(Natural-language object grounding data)
● ● ● ●
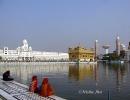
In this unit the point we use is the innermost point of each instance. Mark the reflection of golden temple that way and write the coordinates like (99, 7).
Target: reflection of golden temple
(82, 71)
(81, 54)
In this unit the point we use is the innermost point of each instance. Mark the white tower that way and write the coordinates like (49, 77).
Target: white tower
(96, 48)
(106, 47)
(118, 45)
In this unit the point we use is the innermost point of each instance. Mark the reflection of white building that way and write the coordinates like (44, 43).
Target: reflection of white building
(25, 53)
(127, 53)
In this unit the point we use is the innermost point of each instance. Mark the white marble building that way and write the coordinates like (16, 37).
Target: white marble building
(25, 53)
(127, 53)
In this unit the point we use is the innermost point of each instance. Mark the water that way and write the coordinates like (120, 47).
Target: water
(77, 82)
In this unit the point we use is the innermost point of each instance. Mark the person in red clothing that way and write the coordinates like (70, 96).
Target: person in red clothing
(33, 86)
(46, 89)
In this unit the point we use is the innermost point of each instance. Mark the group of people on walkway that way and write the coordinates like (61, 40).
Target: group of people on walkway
(45, 89)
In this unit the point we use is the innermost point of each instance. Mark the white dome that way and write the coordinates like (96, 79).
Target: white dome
(30, 48)
(25, 41)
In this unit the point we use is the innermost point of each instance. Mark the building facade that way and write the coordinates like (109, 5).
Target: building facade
(127, 53)
(81, 54)
(25, 53)
(118, 45)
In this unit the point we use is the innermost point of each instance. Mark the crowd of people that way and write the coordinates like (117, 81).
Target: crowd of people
(45, 89)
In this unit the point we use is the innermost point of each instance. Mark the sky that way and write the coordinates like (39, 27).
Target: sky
(56, 25)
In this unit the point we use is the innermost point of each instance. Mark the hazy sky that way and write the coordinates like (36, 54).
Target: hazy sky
(55, 25)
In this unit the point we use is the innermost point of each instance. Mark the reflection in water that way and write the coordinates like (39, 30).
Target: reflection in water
(24, 71)
(82, 71)
(119, 70)
(115, 77)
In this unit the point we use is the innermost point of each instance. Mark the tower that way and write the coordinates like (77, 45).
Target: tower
(96, 48)
(118, 45)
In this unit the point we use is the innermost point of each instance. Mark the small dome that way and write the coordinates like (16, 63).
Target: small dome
(30, 48)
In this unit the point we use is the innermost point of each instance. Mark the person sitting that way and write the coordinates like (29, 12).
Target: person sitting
(33, 86)
(46, 89)
(6, 76)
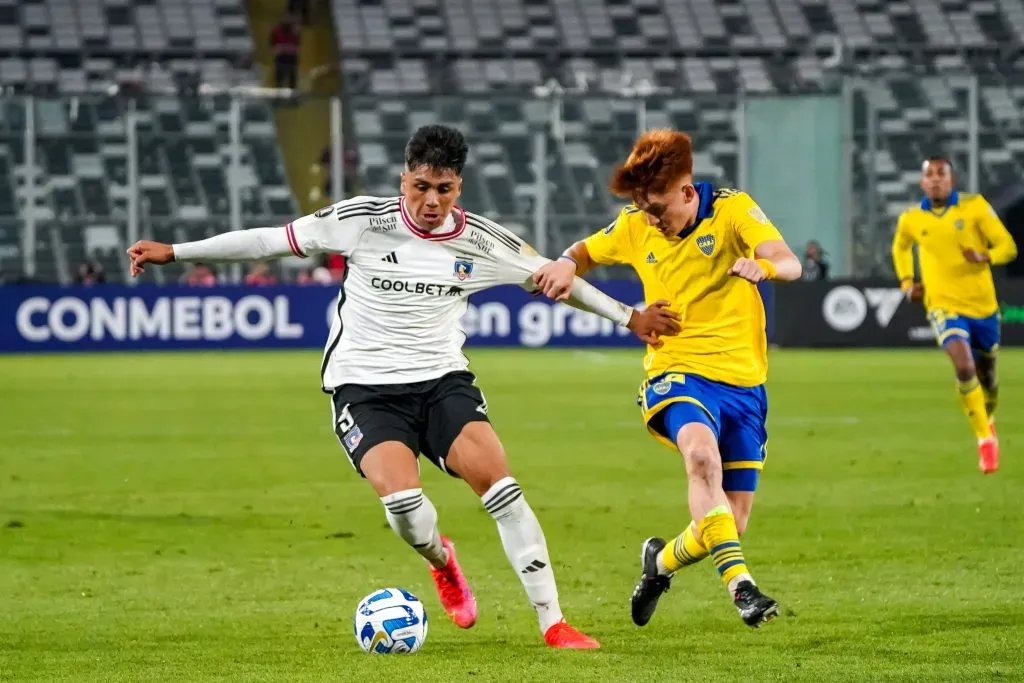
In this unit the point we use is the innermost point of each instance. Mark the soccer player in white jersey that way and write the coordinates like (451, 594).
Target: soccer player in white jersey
(393, 363)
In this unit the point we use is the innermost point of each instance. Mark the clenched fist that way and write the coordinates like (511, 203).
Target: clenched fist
(749, 269)
(143, 252)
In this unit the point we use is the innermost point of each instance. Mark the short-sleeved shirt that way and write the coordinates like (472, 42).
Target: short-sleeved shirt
(404, 291)
(723, 319)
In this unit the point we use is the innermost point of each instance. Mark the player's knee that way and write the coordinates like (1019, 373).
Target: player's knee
(477, 457)
(966, 370)
(704, 463)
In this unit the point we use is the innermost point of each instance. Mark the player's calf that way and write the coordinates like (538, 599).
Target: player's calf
(969, 390)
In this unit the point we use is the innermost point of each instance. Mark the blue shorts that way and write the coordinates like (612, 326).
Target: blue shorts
(736, 415)
(981, 333)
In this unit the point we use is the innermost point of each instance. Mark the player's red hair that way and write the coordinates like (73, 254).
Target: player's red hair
(659, 158)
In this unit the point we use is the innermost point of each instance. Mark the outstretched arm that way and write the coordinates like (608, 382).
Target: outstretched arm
(772, 260)
(332, 229)
(648, 325)
(252, 245)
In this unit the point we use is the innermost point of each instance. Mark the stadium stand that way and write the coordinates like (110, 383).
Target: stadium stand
(478, 63)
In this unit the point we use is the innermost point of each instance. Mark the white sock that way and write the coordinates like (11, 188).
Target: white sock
(414, 518)
(525, 548)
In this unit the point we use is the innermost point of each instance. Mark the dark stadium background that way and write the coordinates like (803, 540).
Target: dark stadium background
(186, 515)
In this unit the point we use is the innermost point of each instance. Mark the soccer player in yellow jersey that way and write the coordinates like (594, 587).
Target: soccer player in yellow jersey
(958, 239)
(704, 250)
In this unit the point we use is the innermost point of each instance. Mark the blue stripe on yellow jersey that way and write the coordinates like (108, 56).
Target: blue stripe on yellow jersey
(723, 321)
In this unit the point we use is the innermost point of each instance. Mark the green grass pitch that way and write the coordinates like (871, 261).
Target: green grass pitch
(187, 517)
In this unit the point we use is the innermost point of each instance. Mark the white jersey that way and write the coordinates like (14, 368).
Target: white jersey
(406, 290)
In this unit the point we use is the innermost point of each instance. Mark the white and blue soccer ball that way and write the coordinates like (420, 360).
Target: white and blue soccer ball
(390, 621)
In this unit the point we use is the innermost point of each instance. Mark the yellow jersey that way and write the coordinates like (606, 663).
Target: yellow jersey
(722, 316)
(952, 284)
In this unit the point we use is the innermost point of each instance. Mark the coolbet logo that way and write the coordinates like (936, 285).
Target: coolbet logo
(845, 308)
(430, 289)
(180, 318)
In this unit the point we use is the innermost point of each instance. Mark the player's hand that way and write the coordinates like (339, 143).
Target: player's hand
(973, 256)
(653, 322)
(749, 269)
(555, 279)
(915, 292)
(143, 252)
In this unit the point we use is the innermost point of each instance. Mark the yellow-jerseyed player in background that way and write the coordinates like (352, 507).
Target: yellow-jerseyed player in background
(958, 239)
(704, 250)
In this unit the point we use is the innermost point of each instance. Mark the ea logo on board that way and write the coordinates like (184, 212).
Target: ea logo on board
(844, 308)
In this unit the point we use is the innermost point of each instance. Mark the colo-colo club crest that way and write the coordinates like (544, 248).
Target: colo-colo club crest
(464, 268)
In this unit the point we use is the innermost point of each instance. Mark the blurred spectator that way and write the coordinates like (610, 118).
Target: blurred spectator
(260, 274)
(324, 170)
(89, 272)
(199, 275)
(318, 275)
(285, 42)
(815, 262)
(300, 8)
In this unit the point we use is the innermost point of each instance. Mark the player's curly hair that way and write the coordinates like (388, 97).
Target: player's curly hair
(659, 158)
(438, 147)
● ● ● ●
[WORK TO COMPLETE]
Word for word, restate all of the entries above and leave each picture out.

[FINISHED EXERCISE]
In this unit the point we use is the innermost point of each instance. Mark the reflection of golden temple that way and write the coordinates like (99, 7).
Target: reflection of golden temple
(82, 71)
(81, 54)
In this unit the point we use is the innermost point of each instance. Mark the white tower that way and write the coordinates like (49, 77).
Target: white tower
(96, 48)
(106, 47)
(118, 45)
In this unit the point we use is the innermost point of each instance. Mark the reflection of white building that way and write the coordinates like (44, 43).
Target: reflection of white building
(25, 53)
(127, 53)
In this unit the point we use is the innermost point of each instance. Mark the white marble building that way and write the coordinates like (16, 37).
Target: white marble building
(25, 53)
(127, 53)
In this unit the point we use is the innermost point of each instance. Mark the water that way and write the coordinates like (120, 47).
Target: water
(77, 82)
In this unit the point we use is the innermost point of each instance. Mark the person in red clothing that way and write the coordinates like (70, 96).
Target: person in red clothing
(33, 86)
(46, 89)
In this unit the point we use is the innermost point of each instance. Mark the group of people on walkway that way and write the coordinates like (61, 40).
Target: group of people on walkway
(45, 89)
In this unit the point we use is the innermost point of each instance. Mark the white dome that way and write the coordinates like (96, 79).
Target: white dome
(30, 48)
(25, 41)
In this unit the point we use is the innermost point of each instance. Mark the building facade that way and write the coordinates like (109, 5).
Target: building facade
(127, 53)
(81, 54)
(25, 53)
(118, 45)
In this unit the point we use is the innermost point of each instance. Mark the crowd of people that way and write the coordinates like (117, 81).
Target: crowd of people
(45, 89)
In this unit the point we use is the innermost point of each instance. Mark the sky that way and write the coordinates like (39, 27).
Target: sky
(56, 25)
In this unit the point we use is the innermost point of each instance. Mark the hazy sky that way and write the coordinates like (36, 54).
Target: hazy sky
(55, 25)
In this unit the point we use is the innermost point of each instance. Mark the reflection in water that way and write the coordinates like (39, 30).
Target: reflection in water
(24, 71)
(82, 71)
(119, 70)
(115, 77)
In this unit the point we use is the innermost point of each instance. Mark the tower that way and write the coordinates like (77, 45).
Target: tower
(96, 48)
(118, 45)
In this unit the point we use is the innermost point of each instance. Mark the small dome that way and write the coordinates like (16, 63).
Target: small dome
(30, 48)
In this unit the point we use is the innermost point of each instance. Mark the person sitting that way and write the coordinates like (29, 12).
Target: person sitting
(33, 86)
(46, 89)
(6, 76)
In this unit the point we use is the innermost point of each instance. Mark the soccer player in white jersey that way and write the coordinates like (451, 594).
Target: soccer player in white jersey
(393, 363)
In this unit the point we use is the innermost point of each instance. Mark the clenched fist that way and write the coordinates like (511, 203).
Target: clenched fist
(749, 269)
(143, 252)
In this unit the point we use is the innermost point of each instance. Mark the short-sleeved shirt that way and write the coordinates like (472, 42).
Target: short-sleeved shirt
(404, 291)
(723, 319)
In this unit the point we use is the innermost point of each instance. Mark the player's knee that way and write the coordinates like (1019, 373).
Target: player's knee
(477, 457)
(966, 370)
(704, 463)
In this unit the point we use is the innermost point of each instance. Mark the player's calf that way and write the coordinates like (538, 599).
Target: player's calf
(969, 390)
In this unit the point we use is the innermost point of each instance. Mark the blue shorts that way and write the coordinates like (612, 326).
Target: blue shorts
(736, 415)
(981, 333)
In this unit the point we use is the innermost point of each instance. Mark the player's red hair that way and write the coordinates like (73, 254).
Target: player's red hair
(659, 158)
In this unit the point we use is the innermost point of each instance. Mark the outstretched arm that way and write the coordinates like (608, 382).
Target: outstretched arm
(772, 260)
(332, 229)
(648, 325)
(252, 245)
In this unit the point we use is the innermost point of each instance. Mark the stadium stand that way and write the coordinates like (110, 383).
Target: stadium stand
(478, 63)
In this unit the point we use is the innermost point of each instance. Mark the white sock that way and write the coordinates like (11, 188).
Target: white sock
(414, 518)
(525, 548)
In this unit the point we use is the innermost point of each instance. Mark the dark stadium background that way and write the coordinates like (803, 540).
Target: dark stadium background
(186, 515)
In this unit the point we use is the innermost point of each instance. Mark the soccer player in yellow jersey that way and write the coordinates like (594, 587).
Target: soccer player in yellow jersey
(958, 239)
(704, 250)
In this unit the point we use is the innermost point of each instance. Mark the blue stripe on yellow jersey that way and write the coordinates like (108, 56).
Target: blue stripe on yellow jersey
(723, 321)
In this unit the point we use is the innermost point of each instance. Mark the green grass pitch that way and write the coordinates like (871, 261).
Target: green grass pitch
(187, 517)
In this unit the point we use is the innermost point of each instance. Mark the white jersey that way and write the coordinates like (14, 368).
Target: white jersey
(406, 290)
In this unit the point we use is the innermost point of each instance. Mark the white and blue soccer ball that way and write the coordinates like (420, 360).
Target: white and blue soccer ball
(390, 621)
In this unit the point we use is the innermost point of each instance. Mark the yellow jersey that way and write the coordinates like (606, 663).
Target: yellow jersey
(722, 316)
(952, 284)
In this unit the point we use is the innermost point of each instance. Mark the coolbet logo that way and write the coordinates like (936, 285).
Target: coolbet logo
(845, 308)
(430, 289)
(180, 318)
In this unit the point we use is the innermost point of each instance. Mark the player's hand that way and write the coordinates like (339, 143).
Target: player's hand
(973, 256)
(653, 322)
(749, 269)
(555, 279)
(915, 292)
(143, 252)
In this unit the point we use is the innermost point of each instance. Mark the yellow-jerseyed player in background that way and write the coordinates like (352, 507).
Target: yellow-jerseyed player in background
(958, 239)
(704, 250)
In this unit the point we use is the innermost point of each instance. Mark the ea logo on board that way and write the coordinates like (184, 212).
Target: ea logo on board
(844, 308)
In this unit the point we use is the innermost point of each instance. Mark the colo-colo club crest that way and write the coordinates like (544, 248).
Target: colo-colo club crest
(464, 268)
In this unit the point we use is the innermost point of each instance. Mark the blurred spectator that way and write the coordinates like (610, 118).
Target: blurred spectator
(260, 274)
(324, 170)
(89, 272)
(199, 275)
(318, 275)
(285, 42)
(815, 262)
(300, 8)
In this unit the point we use is the innermost point of each instance. Mark the player's curly hair that way and write the coordinates like (388, 97).
Target: player's curly hair
(659, 158)
(438, 147)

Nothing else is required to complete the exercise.